Top Tips to Avoid Paying Credit Card Interest
How to avoid credit card interest
Did you know Australians are paying $5 billion in credit card interestevery year1? Interest on credit cards can add up, however by following some simple steps you can ensure you’re only paying what you need to.
For credit cards, interest rates are typically stated as an annual percentage rate (APR) which includes the interest on the loan as well as fees and other costs.
Here are our top tips for avoiding credit card interest and taking advantage of the interest-free period on your credit card (if available).
1. Pay off your balance in full each month
The easiest way to avoid paying credit card interest is by paying off your full balance each billing cycle (on or before your statement’s due date).
By only spending what you can afford to pay back that period, your purchases won’t collect interest and you will only need to pay back the amount you actually used, thus avoiding credit card interest.
Here are some helpful tips to help you repay your balance in full each month:
1. Set up calendar reminders,
2. Set up auto-repayments (direct debit) each month,
3. Ask your bank to move your due date closer to your payday.

*Dataset excerpts*:
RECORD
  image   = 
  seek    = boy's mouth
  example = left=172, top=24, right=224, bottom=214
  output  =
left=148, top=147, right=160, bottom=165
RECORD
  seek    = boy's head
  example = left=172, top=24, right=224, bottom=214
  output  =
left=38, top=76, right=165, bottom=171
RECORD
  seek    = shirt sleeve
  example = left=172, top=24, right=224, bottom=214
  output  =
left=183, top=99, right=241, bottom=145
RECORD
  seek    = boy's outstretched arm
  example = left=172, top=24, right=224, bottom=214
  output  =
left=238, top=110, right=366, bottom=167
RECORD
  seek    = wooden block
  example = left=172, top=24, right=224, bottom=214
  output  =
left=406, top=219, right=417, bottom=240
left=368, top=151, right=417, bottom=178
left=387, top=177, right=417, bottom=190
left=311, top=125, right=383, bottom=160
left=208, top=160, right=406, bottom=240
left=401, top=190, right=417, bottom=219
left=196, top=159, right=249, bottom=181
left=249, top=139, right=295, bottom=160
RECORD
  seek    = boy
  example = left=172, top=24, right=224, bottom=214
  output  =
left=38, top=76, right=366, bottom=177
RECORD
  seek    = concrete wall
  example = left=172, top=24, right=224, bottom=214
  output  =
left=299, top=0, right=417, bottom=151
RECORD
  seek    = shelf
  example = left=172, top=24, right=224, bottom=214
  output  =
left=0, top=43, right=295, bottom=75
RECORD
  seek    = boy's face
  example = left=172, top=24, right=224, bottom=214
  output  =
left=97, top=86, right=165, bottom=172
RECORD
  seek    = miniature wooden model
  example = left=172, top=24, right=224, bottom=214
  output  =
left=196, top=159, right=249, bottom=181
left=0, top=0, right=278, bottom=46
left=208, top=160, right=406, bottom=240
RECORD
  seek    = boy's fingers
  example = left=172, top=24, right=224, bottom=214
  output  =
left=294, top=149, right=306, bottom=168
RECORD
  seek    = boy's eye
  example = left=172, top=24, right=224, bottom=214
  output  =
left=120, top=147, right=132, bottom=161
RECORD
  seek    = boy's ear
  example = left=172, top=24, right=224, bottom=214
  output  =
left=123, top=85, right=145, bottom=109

* * *

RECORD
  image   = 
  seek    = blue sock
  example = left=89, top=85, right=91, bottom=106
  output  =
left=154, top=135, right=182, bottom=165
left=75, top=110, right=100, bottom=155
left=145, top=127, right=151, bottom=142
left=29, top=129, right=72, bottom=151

==

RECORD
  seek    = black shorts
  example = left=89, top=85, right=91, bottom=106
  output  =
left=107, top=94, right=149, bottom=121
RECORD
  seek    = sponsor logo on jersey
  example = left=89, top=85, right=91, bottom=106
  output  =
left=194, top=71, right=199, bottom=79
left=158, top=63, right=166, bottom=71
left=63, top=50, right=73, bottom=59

*The task*: Please pick up the guide on avoiding credit card interest where it stops and keep writing it.

*Reply to the exercise*:
Case Study:
How much could I save in interest by paying my balance in full?
Anna has a Citi Clear Platinum Card with an outstanding balance of $2,000. The debt accrues interest at the purchase rate, which is currently 12.99%p.a. ongoing, and Anna must repay 2% of the card balance every month.2
- Minimum repayment only. If Anna only pays the minimum amount each month, it will take her almost 9 years to pay off the balance. It will also cost her $1,261 in interest.3
- Paying more than the minimum. If Anna increases her payments to $100 each month, she will save $995 in interest repayments. She will also pay off her debt in under 2 years.3
2. Take advantage of your credit card’s interest-free period
Credit cards typically come with an “up-to-44 days” or “up-to-55 days” interest-free period on retail purchases, also known as a “grace period”. During this period, you will not need to pay interest on purchases made, as long as you pay them back in full on or before the statement due date. In order to qualify for these credit card interest-free days, you need to have fully paid your closing balance, including balance transfer, by the due date for the previous month/s and have no outstanding debt, including balance transfers.
As stated above these periods are “up-to” a certain amount. So if your card offers “up-to-44 days” interest-free and you make a purchase on the first day of that billing cycle you will receive 44 interest-free days on that purchase. However, if you make a purchase on the last day of your billing cycle, then you’ll only receive interest-free days up until the payment is due.
The best way to take advantage of you interest-free days is to make any purchases at the beginning of your billing cycle and pay them off by the statement due date. Most Citi credit cards offer “up to 55 days” interest-free, giving you more freedom to pay your balance on time.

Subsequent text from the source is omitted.